#### Supplied material:
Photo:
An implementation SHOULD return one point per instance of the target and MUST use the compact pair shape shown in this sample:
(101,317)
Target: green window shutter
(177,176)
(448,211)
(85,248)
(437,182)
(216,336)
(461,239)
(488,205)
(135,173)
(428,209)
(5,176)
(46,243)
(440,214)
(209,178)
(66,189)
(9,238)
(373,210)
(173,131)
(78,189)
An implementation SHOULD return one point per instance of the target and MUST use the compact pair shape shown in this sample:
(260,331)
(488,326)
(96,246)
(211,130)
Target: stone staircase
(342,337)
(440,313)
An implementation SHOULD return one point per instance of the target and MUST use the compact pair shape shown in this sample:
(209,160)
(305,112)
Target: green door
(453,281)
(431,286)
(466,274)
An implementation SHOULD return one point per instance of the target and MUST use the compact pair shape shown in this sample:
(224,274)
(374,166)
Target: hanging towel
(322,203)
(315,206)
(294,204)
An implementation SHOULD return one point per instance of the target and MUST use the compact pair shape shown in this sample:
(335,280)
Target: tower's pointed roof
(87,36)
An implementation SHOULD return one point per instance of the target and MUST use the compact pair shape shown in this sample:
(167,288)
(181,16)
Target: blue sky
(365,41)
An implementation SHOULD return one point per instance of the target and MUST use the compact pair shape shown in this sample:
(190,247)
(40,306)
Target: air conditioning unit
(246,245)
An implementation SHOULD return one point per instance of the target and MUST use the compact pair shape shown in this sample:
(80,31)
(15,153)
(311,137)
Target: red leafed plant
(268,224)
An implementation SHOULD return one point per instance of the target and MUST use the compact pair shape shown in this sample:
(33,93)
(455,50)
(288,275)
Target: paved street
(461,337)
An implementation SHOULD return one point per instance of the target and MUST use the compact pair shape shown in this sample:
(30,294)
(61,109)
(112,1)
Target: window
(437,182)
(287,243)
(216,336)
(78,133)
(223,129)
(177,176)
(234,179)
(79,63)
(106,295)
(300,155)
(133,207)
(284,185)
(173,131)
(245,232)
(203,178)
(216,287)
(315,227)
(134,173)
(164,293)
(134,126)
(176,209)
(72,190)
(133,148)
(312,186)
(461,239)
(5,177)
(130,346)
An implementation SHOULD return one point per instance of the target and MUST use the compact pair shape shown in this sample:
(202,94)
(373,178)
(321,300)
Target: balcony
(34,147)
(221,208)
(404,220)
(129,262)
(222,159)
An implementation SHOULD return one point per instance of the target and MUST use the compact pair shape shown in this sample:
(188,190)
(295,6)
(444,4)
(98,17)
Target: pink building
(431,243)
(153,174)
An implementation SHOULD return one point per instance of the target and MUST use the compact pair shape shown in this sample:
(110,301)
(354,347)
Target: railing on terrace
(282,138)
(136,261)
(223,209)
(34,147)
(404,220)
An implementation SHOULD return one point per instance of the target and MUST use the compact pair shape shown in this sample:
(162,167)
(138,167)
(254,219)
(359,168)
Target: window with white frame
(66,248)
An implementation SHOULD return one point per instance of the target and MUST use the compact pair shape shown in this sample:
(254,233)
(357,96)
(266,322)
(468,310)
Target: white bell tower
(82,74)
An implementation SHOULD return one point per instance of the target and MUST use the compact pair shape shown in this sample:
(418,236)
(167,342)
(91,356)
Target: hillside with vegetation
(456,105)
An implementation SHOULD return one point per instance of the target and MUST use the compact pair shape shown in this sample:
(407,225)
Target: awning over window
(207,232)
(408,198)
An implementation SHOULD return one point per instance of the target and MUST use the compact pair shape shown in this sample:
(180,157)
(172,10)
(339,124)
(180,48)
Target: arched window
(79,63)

#### What the task asks:
Above are the records; retype every one exactly.

#### Exercise answer:
Photo:
An implementation SHOULD return one point per instance of the target and MUST use the compact pair shape shown in this sample:
(101,317)
Target: green window shutter
(177,176)
(448,211)
(85,248)
(437,182)
(216,336)
(461,239)
(488,205)
(135,173)
(428,209)
(5,176)
(46,243)
(440,214)
(209,178)
(66,189)
(9,238)
(373,210)
(173,131)
(78,189)
An implementation SHOULD return one point per instance of the target and MUST use the compact pair shape shown in this sample:
(260,331)
(488,326)
(96,246)
(211,130)
Target: stone staircase
(342,337)
(440,313)
An implementation SHOULD return one point per instance of the target and MUST use the compact pair shape shown in this sample:
(209,160)
(305,112)
Target: green door
(453,281)
(431,286)
(466,274)
An implementation SHOULD return one point per instance of the target and MUST use the compact pair shape shown in this sample:
(224,274)
(374,166)
Target: hanging towel
(322,203)
(315,206)
(294,204)
An implementation SHOULD return one point per instance of the target and MUST use the compact pair shape shown in this sample:
(335,280)
Target: tower's pointed roof
(87,36)
An implementation SHOULD return one point per instance of the target and MUST use the compact pair shape shown in this sample:
(167,288)
(181,16)
Target: blue sky
(365,41)
An implementation SHOULD return one point per instance of the target and MUST use the compact pair shape shown in this sample:
(190,247)
(40,306)
Target: air conditioning unit
(246,245)
An implementation SHOULD return one point per instance of the target and MUST use the compact pair shape shown in this sample:
(80,31)
(15,153)
(311,137)
Target: red leafed plant
(268,224)
An implementation SHOULD return one point per instance of the target and MUST use the compact pair shape shown in this sample:
(33,93)
(455,50)
(288,275)
Target: paved street
(461,337)
An implementation SHOULD return one point per instance of the target and MUST use the compact pair shape shown in this sample:
(30,294)
(61,109)
(112,1)
Target: window
(437,182)
(287,243)
(216,336)
(78,133)
(223,129)
(177,176)
(234,179)
(79,63)
(106,295)
(300,155)
(133,207)
(284,185)
(173,131)
(245,232)
(203,178)
(216,287)
(315,227)
(134,173)
(164,293)
(134,126)
(176,209)
(72,190)
(133,148)
(312,186)
(461,239)
(5,177)
(130,346)
An implementation SHOULD return one point per instance of the target and MUST use the compact pair shape shown in this sample:
(202,94)
(373,178)
(321,300)
Target: balcony
(34,147)
(221,208)
(404,220)
(129,262)
(222,159)
An implementation SHOULD return one point per instance of the target and MUST use the compact pair shape shown in this sample:
(188,190)
(295,6)
(444,4)
(98,17)
Target: pink building
(431,243)
(153,174)
An implementation SHOULD return one point per instance of the target and MUST use the compact pair shape shown in this sample:
(110,301)
(354,347)
Target: railing on terrace
(282,138)
(136,261)
(223,209)
(34,147)
(404,220)
An implementation SHOULD return one point per instance of the target and MUST use the compact pair shape shown in this sample:
(162,167)
(138,167)
(254,219)
(359,168)
Target: window with white frame
(66,248)
An implementation SHOULD return one point per instance of the target and MUST use the compact pair shape shown in this sample:
(254,233)
(357,96)
(266,322)
(468,310)
Target: white bell tower
(82,74)
An implementation SHOULD return one point per instance of the target and MUST use the compact pair shape shown in this sample:
(418,236)
(167,342)
(91,356)
Target: hillside with vegetation
(456,105)
An implementation SHOULD return one point per instance of the target and MUST use the compact pair shape shown in this sample:
(407,225)
Target: awning over window
(207,232)
(408,198)
An implementation SHOULD return one point per instance of the target and MUST use the compact pair shape shown in this sample:
(180,157)
(172,10)
(339,124)
(180,48)
Target: arched window
(79,63)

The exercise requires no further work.